### Texte source

De tous les auteurs normands du siècle dernier, avec Barbey d’Aurevilly, autre villageois, mais avec plus de persistance que lui, il a exprimé la campagne dans ses aspects saisonniers, la brève magnificence des pommiers en fleurs, le calme des cours de ferme à l’abri de leurs hauts fossés plantés de hêtres, la désespérance des nuits de neige. Il n’a jamais oublié ses années passées avec les garnements de Grainville-Ymauville dont il n’était pas le moins intrépide, entre ces bourgs très cauchois de Fauville et de Goderville. Les Normands de vieille souche sont toujours émus en le lisant, se reconnaissent avec lui, car il est physiquement l’un des leurs.

Naturellement, son œuvre a légèrement vieilli. S’en aperçoit-on à la lecture ? Il ne saurait en être autrement. Il a vécu avant le téléphone, la motocyclette, l’automobile, l’avion, la radio, la télévision, le tiercé, les monnaies flottantes, les fusées à ogives, les jupes courtes et les cheveux coupés. Parmi nous, il donnerait une œuvre un peu différente, adaptée à notre temps, car ce charmeur de style simple a uniquement écrit pour l’époque où il vivait et non polir la nôtre. Mais il a écrit des choses éternelles, il doit donc durer.

Les villages qu’ils a connus se sont légèrement modifiés. Les champs, les sentiers, les masures qui ont résisté aux épreuves du temps n’ont guère changé, à l’exception des fils électriques qui courent maintenant le long des routes et des antennes de télévision au-dessus des cheminées, comme des tracteurs bruyants qui remplacent dans la plaine les attelages des chevaux. À part cela, le passé subsiste dans le compor­tement social des hommes. La société peut changer de support, l’agriculture et l’artisa­nat étouffer sous les exigences des formes industrielles, l’enfant, l’amante, la mère, l’homme obéissent toujours aux mêmes lois secrètes.

Pour toutes ces raisons, il continue d’être lu et recherché. Il n’a certes pas la majesté du style flaubertien, mais il s’exprime simplement. Il se montre comme son maître, indépendant de toute école et se veut lui-même, ce qui est sans doute le meilleur atout pour son charme et le maintien de sa célébrité.

### Matériel présenté
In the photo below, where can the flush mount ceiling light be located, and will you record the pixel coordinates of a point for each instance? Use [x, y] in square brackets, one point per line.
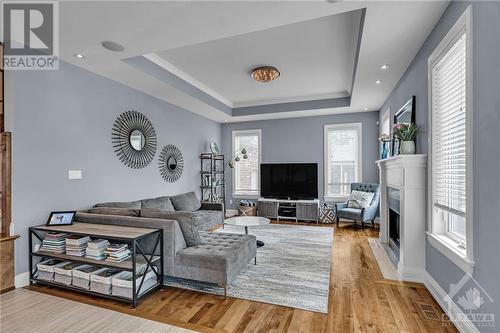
[265, 73]
[112, 46]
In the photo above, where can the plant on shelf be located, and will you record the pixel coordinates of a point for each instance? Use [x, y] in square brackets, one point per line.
[406, 134]
[236, 157]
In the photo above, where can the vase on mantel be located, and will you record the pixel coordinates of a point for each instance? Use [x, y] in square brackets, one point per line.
[407, 148]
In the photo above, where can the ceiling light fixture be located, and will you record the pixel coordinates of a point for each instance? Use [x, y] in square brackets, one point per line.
[112, 46]
[265, 73]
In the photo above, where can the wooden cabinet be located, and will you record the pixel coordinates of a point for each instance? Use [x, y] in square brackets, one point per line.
[307, 211]
[268, 209]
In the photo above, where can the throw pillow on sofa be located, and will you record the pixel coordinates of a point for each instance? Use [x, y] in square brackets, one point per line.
[359, 199]
[126, 204]
[114, 211]
[185, 220]
[188, 202]
[162, 203]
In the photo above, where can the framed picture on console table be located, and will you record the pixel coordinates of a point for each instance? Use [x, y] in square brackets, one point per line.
[61, 218]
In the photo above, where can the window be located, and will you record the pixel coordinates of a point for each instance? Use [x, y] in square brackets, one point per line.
[342, 158]
[246, 171]
[385, 126]
[450, 154]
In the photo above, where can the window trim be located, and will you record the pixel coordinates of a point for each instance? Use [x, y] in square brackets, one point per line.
[326, 128]
[385, 116]
[252, 195]
[437, 232]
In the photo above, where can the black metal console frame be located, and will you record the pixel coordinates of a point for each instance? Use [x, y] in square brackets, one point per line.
[136, 249]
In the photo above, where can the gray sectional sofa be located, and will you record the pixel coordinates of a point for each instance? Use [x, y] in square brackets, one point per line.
[190, 251]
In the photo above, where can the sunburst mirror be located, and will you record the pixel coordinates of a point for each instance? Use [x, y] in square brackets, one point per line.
[134, 139]
[171, 163]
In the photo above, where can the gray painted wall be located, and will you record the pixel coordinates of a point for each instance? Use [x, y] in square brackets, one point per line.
[301, 140]
[486, 125]
[62, 120]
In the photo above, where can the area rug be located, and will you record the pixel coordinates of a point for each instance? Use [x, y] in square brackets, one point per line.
[293, 268]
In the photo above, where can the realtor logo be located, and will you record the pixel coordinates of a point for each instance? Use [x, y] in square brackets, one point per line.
[470, 297]
[30, 34]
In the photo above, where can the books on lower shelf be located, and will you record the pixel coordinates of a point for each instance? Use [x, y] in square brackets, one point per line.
[76, 245]
[117, 252]
[54, 242]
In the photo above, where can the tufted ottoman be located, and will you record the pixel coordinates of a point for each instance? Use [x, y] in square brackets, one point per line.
[218, 259]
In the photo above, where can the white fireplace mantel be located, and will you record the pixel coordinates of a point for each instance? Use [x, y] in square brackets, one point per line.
[407, 173]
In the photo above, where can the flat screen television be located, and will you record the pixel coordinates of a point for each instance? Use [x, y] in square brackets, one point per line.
[289, 180]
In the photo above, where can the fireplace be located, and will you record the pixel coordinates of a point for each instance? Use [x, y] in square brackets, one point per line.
[393, 198]
[402, 213]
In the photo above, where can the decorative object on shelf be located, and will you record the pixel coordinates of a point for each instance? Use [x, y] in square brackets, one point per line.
[171, 163]
[265, 74]
[214, 148]
[236, 157]
[213, 187]
[134, 139]
[406, 135]
[385, 141]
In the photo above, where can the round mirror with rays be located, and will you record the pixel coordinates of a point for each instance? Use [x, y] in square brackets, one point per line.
[134, 139]
[171, 163]
[137, 140]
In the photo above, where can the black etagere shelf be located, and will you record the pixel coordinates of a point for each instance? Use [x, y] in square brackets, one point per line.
[213, 180]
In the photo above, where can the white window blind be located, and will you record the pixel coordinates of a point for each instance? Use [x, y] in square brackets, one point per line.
[449, 130]
[246, 171]
[343, 158]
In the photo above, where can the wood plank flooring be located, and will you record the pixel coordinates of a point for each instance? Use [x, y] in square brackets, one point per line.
[26, 311]
[360, 301]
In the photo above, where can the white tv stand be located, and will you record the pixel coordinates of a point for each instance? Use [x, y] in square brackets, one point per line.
[303, 210]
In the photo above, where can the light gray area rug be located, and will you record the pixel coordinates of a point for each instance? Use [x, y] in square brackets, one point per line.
[293, 268]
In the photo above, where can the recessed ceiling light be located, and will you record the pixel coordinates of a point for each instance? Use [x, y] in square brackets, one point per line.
[112, 46]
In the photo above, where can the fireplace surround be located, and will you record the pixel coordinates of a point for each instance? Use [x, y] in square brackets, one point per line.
[403, 213]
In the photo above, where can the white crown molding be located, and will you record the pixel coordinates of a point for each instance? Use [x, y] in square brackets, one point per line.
[189, 79]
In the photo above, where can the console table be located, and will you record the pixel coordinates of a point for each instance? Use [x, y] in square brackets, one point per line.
[304, 210]
[128, 235]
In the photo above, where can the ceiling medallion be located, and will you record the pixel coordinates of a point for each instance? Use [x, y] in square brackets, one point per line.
[265, 73]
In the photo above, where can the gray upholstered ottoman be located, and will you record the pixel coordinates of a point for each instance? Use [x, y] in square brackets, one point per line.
[218, 259]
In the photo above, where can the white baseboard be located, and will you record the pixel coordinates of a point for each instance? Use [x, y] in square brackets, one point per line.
[22, 280]
[449, 306]
[411, 274]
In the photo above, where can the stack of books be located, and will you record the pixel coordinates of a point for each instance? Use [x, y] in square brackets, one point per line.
[54, 242]
[117, 252]
[76, 245]
[95, 249]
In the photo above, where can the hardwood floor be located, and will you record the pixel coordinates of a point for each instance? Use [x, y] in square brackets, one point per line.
[360, 300]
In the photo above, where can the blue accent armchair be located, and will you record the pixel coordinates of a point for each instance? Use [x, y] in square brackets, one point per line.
[364, 214]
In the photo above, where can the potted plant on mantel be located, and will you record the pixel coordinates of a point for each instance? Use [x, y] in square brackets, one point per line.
[406, 134]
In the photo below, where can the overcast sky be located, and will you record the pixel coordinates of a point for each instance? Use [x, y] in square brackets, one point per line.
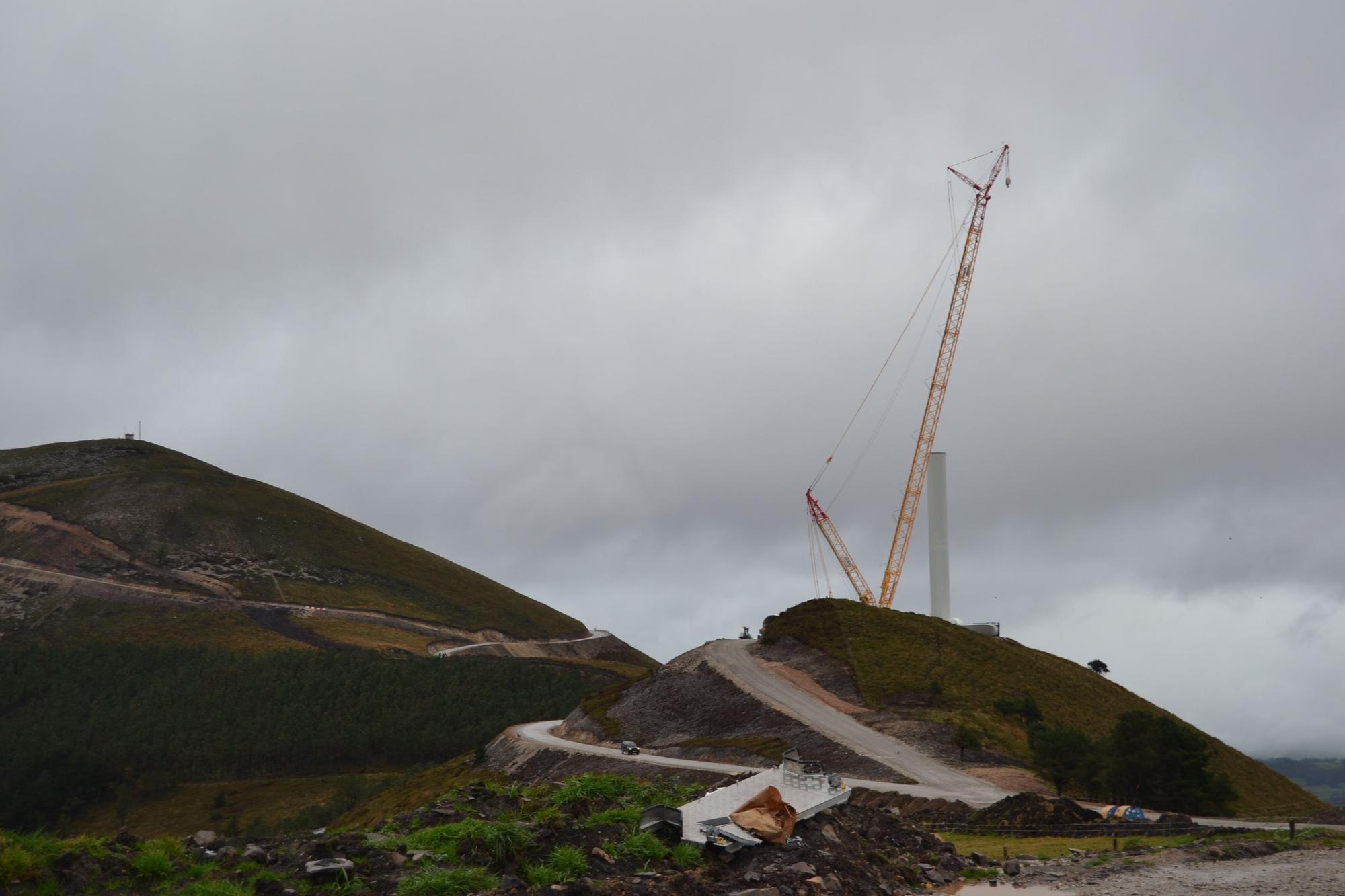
[580, 295]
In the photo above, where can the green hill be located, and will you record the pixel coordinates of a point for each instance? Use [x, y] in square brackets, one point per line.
[150, 516]
[898, 659]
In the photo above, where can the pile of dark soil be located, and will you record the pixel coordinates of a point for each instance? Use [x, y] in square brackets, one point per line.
[921, 809]
[1035, 810]
[861, 848]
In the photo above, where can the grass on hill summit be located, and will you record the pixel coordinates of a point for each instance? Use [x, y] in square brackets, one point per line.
[166, 507]
[896, 657]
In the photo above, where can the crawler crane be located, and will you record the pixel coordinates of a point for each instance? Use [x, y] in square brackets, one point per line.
[934, 408]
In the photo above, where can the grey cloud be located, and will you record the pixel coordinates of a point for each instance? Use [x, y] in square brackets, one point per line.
[580, 295]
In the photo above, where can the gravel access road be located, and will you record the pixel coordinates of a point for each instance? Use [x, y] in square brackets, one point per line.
[597, 633]
[732, 658]
[937, 780]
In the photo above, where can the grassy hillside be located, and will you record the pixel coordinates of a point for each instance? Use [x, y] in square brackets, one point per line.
[177, 513]
[896, 658]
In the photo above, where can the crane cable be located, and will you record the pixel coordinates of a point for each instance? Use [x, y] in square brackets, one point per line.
[894, 352]
[892, 400]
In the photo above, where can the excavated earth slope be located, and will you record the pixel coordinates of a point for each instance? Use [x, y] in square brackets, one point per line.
[689, 709]
[128, 530]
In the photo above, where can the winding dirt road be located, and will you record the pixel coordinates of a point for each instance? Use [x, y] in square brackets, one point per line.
[747, 671]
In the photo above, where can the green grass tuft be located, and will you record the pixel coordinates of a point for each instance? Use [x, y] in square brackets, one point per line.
[687, 856]
[216, 888]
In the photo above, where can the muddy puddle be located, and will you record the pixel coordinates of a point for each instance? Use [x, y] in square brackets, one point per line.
[983, 887]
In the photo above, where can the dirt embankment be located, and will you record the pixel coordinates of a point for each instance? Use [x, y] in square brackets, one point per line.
[606, 646]
[691, 710]
[831, 681]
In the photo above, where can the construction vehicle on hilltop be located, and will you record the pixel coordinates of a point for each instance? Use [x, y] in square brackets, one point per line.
[934, 408]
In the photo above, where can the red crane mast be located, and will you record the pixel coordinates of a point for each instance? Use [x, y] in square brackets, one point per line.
[939, 382]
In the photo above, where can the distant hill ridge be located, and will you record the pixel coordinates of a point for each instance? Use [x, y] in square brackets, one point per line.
[927, 670]
[161, 521]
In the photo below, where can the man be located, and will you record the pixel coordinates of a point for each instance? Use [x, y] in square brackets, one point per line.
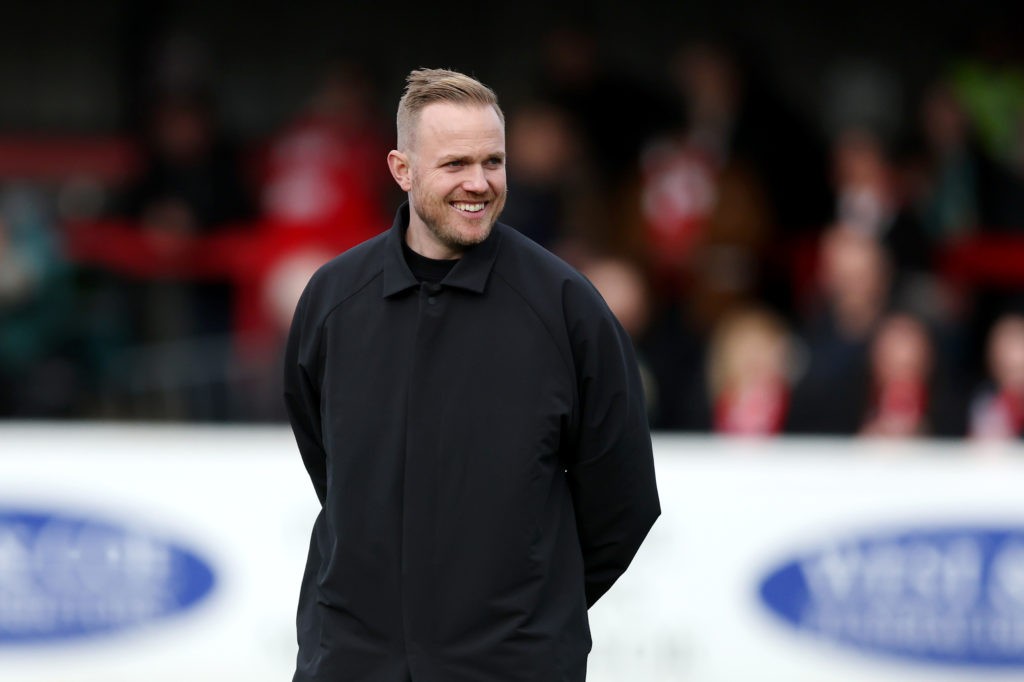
[472, 420]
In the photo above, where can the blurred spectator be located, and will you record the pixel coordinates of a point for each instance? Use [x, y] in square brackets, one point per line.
[907, 396]
[192, 182]
[324, 186]
[38, 374]
[326, 171]
[968, 189]
[854, 281]
[732, 114]
[991, 89]
[549, 183]
[868, 199]
[749, 374]
[615, 113]
[997, 410]
[192, 186]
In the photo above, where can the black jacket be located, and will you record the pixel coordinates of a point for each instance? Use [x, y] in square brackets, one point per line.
[482, 458]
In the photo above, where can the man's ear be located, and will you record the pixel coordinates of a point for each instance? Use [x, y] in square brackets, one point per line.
[400, 170]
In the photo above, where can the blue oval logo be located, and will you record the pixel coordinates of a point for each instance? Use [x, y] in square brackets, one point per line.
[950, 596]
[64, 578]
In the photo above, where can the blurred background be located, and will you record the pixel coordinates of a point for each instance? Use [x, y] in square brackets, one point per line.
[811, 220]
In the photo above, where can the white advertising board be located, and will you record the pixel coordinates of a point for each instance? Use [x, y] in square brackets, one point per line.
[165, 553]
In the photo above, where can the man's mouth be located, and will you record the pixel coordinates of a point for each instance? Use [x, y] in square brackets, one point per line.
[469, 207]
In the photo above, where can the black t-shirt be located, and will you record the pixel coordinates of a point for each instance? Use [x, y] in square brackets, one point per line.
[427, 269]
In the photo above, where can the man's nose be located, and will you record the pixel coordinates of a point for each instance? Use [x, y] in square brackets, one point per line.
[475, 180]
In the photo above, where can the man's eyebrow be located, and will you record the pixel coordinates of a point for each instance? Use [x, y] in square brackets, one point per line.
[446, 159]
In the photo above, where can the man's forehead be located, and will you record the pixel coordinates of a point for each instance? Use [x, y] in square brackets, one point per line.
[453, 120]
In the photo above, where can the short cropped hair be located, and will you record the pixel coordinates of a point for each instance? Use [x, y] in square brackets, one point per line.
[427, 86]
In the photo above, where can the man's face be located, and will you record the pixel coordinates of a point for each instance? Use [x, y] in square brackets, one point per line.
[456, 177]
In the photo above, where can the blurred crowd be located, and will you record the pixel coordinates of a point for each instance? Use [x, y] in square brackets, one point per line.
[779, 272]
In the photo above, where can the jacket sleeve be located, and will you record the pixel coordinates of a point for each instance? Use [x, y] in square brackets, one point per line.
[611, 468]
[302, 391]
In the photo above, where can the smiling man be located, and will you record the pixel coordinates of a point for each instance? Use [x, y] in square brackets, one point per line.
[472, 420]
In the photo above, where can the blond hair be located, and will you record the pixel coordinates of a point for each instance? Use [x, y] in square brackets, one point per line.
[427, 86]
[727, 344]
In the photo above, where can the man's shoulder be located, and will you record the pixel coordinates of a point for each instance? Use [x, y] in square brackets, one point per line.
[522, 258]
[348, 271]
[538, 273]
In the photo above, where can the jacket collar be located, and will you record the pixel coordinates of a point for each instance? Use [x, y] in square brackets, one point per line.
[470, 273]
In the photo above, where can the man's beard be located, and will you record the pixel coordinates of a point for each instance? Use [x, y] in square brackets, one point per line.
[441, 219]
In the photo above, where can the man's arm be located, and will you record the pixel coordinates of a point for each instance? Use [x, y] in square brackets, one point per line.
[302, 393]
[611, 473]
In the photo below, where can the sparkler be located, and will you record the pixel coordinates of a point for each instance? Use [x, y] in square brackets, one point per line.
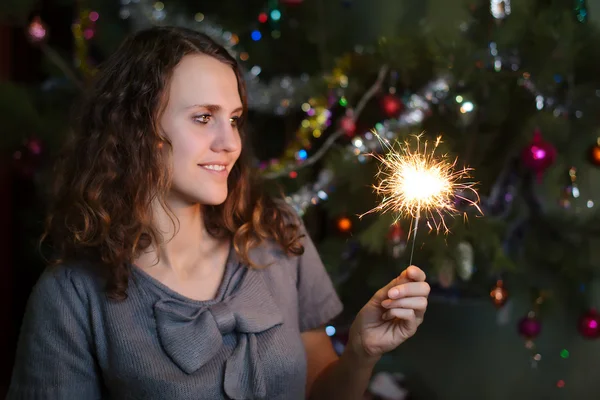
[417, 183]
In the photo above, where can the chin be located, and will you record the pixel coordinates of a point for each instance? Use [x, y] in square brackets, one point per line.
[212, 199]
[205, 197]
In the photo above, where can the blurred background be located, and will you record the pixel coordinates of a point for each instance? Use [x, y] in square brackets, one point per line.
[512, 87]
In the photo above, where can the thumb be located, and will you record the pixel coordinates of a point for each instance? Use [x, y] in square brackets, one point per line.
[382, 293]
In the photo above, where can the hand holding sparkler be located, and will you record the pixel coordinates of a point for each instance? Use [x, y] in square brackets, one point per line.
[418, 184]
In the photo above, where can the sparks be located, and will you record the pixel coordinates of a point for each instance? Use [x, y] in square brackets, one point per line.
[416, 183]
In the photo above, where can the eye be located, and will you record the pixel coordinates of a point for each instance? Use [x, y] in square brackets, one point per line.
[234, 121]
[202, 119]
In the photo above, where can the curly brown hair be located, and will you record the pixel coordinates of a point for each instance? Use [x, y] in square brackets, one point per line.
[111, 171]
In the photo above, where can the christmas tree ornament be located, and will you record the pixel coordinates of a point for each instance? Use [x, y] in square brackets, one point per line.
[530, 326]
[396, 240]
[37, 32]
[595, 153]
[465, 260]
[571, 191]
[347, 124]
[589, 324]
[500, 9]
[499, 294]
[344, 224]
[538, 155]
[391, 105]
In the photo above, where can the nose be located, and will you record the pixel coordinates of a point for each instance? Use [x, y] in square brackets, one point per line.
[227, 138]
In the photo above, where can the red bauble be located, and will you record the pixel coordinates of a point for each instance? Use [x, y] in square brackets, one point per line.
[538, 155]
[595, 153]
[499, 294]
[589, 324]
[529, 326]
[344, 224]
[348, 125]
[392, 105]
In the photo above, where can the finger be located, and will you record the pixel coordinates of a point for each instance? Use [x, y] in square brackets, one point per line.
[410, 289]
[406, 314]
[415, 303]
[382, 293]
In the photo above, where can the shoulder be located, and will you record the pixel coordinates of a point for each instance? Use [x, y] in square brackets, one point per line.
[74, 279]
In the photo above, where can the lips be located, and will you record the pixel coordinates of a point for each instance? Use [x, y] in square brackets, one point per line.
[216, 168]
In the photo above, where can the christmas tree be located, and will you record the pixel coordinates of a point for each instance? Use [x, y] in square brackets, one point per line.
[510, 87]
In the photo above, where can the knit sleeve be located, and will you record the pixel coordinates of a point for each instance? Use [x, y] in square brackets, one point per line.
[54, 359]
[317, 298]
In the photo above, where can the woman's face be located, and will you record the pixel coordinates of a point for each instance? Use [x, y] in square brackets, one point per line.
[200, 120]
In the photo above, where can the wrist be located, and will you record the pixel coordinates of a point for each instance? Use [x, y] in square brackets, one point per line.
[359, 359]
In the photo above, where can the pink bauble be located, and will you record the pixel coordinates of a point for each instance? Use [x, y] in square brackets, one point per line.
[530, 327]
[539, 155]
[589, 324]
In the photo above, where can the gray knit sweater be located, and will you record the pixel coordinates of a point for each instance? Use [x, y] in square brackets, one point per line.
[245, 344]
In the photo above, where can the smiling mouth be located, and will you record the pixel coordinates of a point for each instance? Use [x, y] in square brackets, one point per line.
[217, 168]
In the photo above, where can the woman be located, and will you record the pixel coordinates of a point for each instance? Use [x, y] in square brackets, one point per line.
[177, 278]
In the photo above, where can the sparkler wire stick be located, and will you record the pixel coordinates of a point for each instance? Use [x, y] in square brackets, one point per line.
[412, 250]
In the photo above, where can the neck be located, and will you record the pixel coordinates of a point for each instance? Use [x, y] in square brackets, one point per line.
[186, 242]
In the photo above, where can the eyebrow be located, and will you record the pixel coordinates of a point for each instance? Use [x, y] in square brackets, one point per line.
[213, 107]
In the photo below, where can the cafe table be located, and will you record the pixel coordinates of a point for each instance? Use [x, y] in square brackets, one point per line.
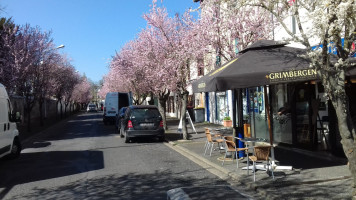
[250, 143]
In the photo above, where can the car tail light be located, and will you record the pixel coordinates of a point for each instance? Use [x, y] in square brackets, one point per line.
[129, 124]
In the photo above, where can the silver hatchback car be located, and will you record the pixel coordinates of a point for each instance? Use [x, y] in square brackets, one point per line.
[142, 121]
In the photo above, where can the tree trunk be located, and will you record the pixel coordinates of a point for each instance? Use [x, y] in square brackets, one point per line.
[162, 101]
[61, 108]
[347, 133]
[40, 106]
[28, 109]
[184, 98]
[65, 109]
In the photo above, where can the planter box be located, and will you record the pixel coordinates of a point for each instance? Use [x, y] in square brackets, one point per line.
[199, 115]
[228, 123]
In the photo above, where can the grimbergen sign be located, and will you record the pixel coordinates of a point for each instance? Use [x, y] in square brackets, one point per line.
[292, 75]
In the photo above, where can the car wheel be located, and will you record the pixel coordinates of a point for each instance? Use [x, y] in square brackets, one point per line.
[15, 150]
[161, 139]
[127, 139]
[121, 134]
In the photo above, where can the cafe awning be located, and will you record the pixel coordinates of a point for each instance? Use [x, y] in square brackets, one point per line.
[265, 62]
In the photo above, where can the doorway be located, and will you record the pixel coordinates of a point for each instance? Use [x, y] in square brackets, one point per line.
[304, 134]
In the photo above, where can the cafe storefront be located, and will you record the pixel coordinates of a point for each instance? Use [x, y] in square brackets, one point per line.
[300, 114]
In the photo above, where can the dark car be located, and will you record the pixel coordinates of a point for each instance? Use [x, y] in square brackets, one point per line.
[119, 116]
[92, 108]
[142, 121]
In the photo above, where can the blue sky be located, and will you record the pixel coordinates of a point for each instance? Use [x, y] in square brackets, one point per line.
[91, 30]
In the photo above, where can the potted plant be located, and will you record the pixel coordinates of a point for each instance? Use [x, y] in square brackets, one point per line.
[227, 121]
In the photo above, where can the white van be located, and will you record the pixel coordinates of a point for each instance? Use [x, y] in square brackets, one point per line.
[9, 135]
[113, 102]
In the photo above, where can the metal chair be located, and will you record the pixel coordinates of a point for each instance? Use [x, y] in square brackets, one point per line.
[261, 153]
[230, 146]
[210, 142]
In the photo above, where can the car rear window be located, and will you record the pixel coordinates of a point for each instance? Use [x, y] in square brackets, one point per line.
[145, 113]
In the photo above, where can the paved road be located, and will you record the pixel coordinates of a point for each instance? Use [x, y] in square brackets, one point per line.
[84, 159]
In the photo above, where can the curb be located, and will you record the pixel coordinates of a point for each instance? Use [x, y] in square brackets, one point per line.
[226, 174]
[40, 133]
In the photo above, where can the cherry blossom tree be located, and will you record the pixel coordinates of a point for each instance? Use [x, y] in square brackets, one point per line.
[175, 34]
[27, 52]
[224, 27]
[129, 73]
[81, 91]
[8, 31]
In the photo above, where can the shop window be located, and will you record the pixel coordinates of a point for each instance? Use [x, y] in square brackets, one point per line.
[281, 113]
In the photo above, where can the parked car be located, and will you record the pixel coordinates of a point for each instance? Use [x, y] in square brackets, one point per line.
[119, 116]
[92, 108]
[142, 121]
[10, 144]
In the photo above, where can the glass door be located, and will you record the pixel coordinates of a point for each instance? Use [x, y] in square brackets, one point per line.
[304, 131]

### Consignes
- a) D'après le texte source, entre quels bourgs se trouve Grainville-Ymauville ?
- b) Recopiez fidèlement le texte source, depuis les mots « Les villages qu’ils » jusqu'aux mots « mêmes lois secrètes. ».

### Corrigé
- a) Entre Fauville et Goderville.

- b)
Les villages qu’ils a connus se sont légèrement modifiés. Les champs, les sentiers, les masures qui ont résisté aux épreuves du temps n’ont guère changé, à l’exception des fils électriques qui courent maintenant le long des routes et des antennes de télévision au-dessus des cheminées, comme des tracteurs bruyants qui remplacent dans la plaine les attelages des chevaux. À part cela, le passé subsiste dans le compor­tement social des hommes. La société peut changer de support, l’agriculture et l’artisa­nat étouffer sous les exigences des formes industrielles, l’enfant, l’amante, la mère, l’homme obéissent toujours aux mêmes lois secrètes.